[Labeled-object pointing records]
....................
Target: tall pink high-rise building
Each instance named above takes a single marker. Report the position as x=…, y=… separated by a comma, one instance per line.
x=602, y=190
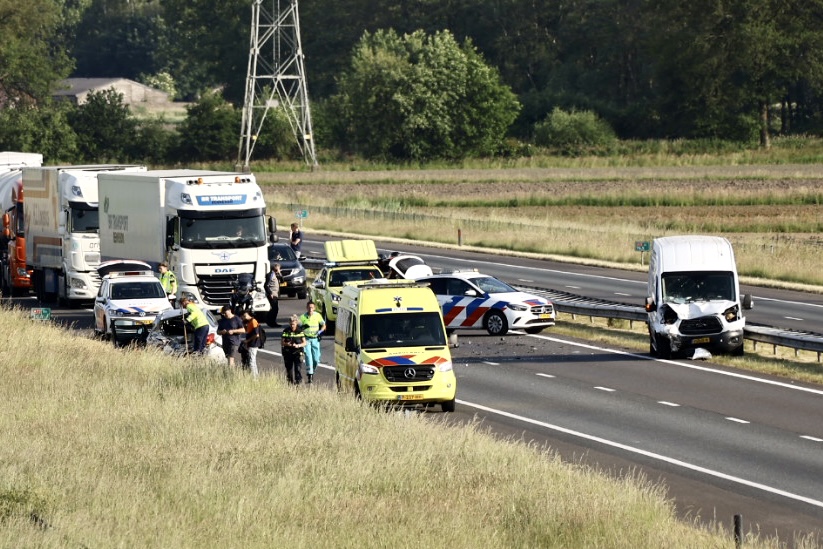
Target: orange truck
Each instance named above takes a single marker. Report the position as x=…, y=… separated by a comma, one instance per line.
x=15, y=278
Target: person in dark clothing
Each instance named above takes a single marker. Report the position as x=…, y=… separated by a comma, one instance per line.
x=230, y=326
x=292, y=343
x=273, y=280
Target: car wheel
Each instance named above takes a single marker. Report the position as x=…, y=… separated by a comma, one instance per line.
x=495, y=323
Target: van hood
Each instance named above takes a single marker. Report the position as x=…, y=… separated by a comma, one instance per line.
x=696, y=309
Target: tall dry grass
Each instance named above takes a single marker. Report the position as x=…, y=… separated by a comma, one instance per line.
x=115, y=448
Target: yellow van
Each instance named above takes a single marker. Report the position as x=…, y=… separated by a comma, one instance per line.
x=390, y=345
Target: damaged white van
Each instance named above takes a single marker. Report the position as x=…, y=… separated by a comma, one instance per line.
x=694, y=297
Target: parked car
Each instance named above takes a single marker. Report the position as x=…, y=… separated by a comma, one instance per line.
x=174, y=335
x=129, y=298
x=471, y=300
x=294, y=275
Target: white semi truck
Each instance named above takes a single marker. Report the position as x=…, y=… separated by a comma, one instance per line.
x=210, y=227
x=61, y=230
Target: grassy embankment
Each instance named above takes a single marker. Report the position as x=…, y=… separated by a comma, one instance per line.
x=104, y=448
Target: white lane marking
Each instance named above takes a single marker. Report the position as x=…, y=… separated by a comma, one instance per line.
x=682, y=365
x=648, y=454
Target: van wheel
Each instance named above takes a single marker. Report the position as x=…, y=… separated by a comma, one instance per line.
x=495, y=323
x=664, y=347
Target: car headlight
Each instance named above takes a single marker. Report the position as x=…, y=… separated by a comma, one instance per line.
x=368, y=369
....................
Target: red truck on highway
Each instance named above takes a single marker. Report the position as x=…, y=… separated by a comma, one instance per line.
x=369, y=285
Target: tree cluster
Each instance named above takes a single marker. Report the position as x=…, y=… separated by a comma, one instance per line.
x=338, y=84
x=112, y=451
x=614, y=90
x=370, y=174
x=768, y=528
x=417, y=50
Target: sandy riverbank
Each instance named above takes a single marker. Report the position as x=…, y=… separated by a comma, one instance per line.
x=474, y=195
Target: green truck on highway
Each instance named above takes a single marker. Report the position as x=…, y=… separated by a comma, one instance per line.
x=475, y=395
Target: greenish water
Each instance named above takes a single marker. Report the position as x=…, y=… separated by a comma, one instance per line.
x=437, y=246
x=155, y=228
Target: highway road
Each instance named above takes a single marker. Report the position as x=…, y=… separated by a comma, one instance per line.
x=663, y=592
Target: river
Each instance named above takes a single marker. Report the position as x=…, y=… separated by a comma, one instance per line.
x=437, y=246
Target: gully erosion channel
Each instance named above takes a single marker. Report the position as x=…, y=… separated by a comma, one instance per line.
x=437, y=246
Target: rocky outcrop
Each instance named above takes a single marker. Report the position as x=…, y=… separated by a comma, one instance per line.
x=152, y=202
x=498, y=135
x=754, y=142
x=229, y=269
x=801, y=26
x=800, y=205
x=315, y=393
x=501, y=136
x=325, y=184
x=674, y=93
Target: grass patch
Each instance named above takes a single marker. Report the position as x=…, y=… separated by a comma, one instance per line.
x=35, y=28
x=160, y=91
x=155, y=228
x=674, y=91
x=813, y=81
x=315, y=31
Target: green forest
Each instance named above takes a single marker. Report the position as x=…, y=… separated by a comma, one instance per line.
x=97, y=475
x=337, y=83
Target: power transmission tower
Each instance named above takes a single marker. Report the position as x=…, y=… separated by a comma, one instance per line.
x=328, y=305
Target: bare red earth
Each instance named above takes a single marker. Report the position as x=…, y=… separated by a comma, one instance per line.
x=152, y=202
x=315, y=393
....................
- WHAT TO PRODUCE: Revise the records starting with the line with "Target: yellow van" and going on through the line with "x=104, y=448", replacing "parked car" with "stationary car" and leaving everything else unchanged. Give only those lines.

- RESPONSE TO THIS TASK:
Target: yellow van
Each instance named above takes a single marker. Report the position as x=…, y=… separated by a comma, one instance per line.
x=390, y=345
Target: damaged white van
Each instance named above takes a single marker. Report the position as x=…, y=… separated by a comma, one instance per line.
x=694, y=297
Target: stationary car
Each instance named above takes a single marker. Report the position as x=…, y=… separated by a comma, one instance per line.
x=174, y=335
x=129, y=298
x=471, y=300
x=294, y=275
Target: white semi truck
Each instance named above takes a single marker. Report the position as x=…, y=… separated by a comma, one instance per line.
x=210, y=227
x=61, y=230
Target: grassy embankment
Each instance named above takes a single marker. Report the position as x=…, y=… separated by a comma, one instance per line.
x=104, y=448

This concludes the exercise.